GIVEN ENTRIES:
★ ★ ★ ★ ★
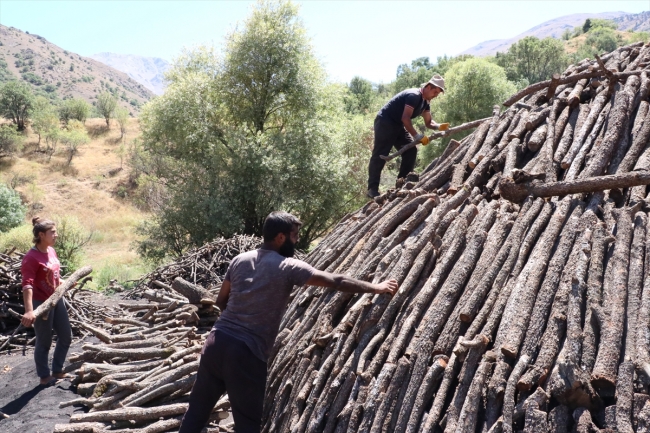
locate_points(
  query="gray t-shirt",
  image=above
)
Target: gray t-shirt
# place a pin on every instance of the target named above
★ ★ ★ ★ ★
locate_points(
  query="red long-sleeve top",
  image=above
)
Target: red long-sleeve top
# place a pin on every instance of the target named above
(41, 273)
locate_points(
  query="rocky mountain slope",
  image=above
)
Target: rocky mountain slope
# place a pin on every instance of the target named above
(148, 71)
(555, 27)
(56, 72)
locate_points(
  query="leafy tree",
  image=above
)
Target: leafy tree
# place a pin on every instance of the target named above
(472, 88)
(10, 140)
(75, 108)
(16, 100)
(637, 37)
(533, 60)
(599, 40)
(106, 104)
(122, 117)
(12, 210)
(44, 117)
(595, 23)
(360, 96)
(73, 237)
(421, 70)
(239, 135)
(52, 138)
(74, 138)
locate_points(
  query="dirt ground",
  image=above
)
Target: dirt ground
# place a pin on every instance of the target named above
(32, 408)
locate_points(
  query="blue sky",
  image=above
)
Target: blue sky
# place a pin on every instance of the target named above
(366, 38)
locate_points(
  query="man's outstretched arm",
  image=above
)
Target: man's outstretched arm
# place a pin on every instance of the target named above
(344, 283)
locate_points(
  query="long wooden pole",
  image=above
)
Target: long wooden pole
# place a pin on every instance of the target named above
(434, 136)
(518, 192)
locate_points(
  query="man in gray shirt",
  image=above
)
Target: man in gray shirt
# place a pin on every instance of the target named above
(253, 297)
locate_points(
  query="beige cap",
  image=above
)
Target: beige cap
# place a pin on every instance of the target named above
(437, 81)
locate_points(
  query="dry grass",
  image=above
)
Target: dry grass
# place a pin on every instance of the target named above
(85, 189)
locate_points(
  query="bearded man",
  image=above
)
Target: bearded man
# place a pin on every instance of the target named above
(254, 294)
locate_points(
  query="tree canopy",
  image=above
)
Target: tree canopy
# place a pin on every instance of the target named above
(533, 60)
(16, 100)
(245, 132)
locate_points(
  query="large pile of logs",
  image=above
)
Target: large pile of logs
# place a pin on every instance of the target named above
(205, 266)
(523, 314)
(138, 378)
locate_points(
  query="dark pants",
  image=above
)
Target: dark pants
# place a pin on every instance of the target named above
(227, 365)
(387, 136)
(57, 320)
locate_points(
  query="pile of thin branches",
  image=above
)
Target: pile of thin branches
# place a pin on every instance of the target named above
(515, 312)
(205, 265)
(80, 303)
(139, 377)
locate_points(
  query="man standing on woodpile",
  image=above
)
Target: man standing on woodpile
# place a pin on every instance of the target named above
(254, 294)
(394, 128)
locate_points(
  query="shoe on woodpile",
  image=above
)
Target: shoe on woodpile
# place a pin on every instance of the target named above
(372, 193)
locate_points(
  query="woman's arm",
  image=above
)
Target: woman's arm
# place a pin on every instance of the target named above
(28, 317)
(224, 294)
★ ★ ★ ★ ★
Copy out every line of the records that contains the word "branches". Case counts.

  query="pile of thin branches",
Target: pile of thin branches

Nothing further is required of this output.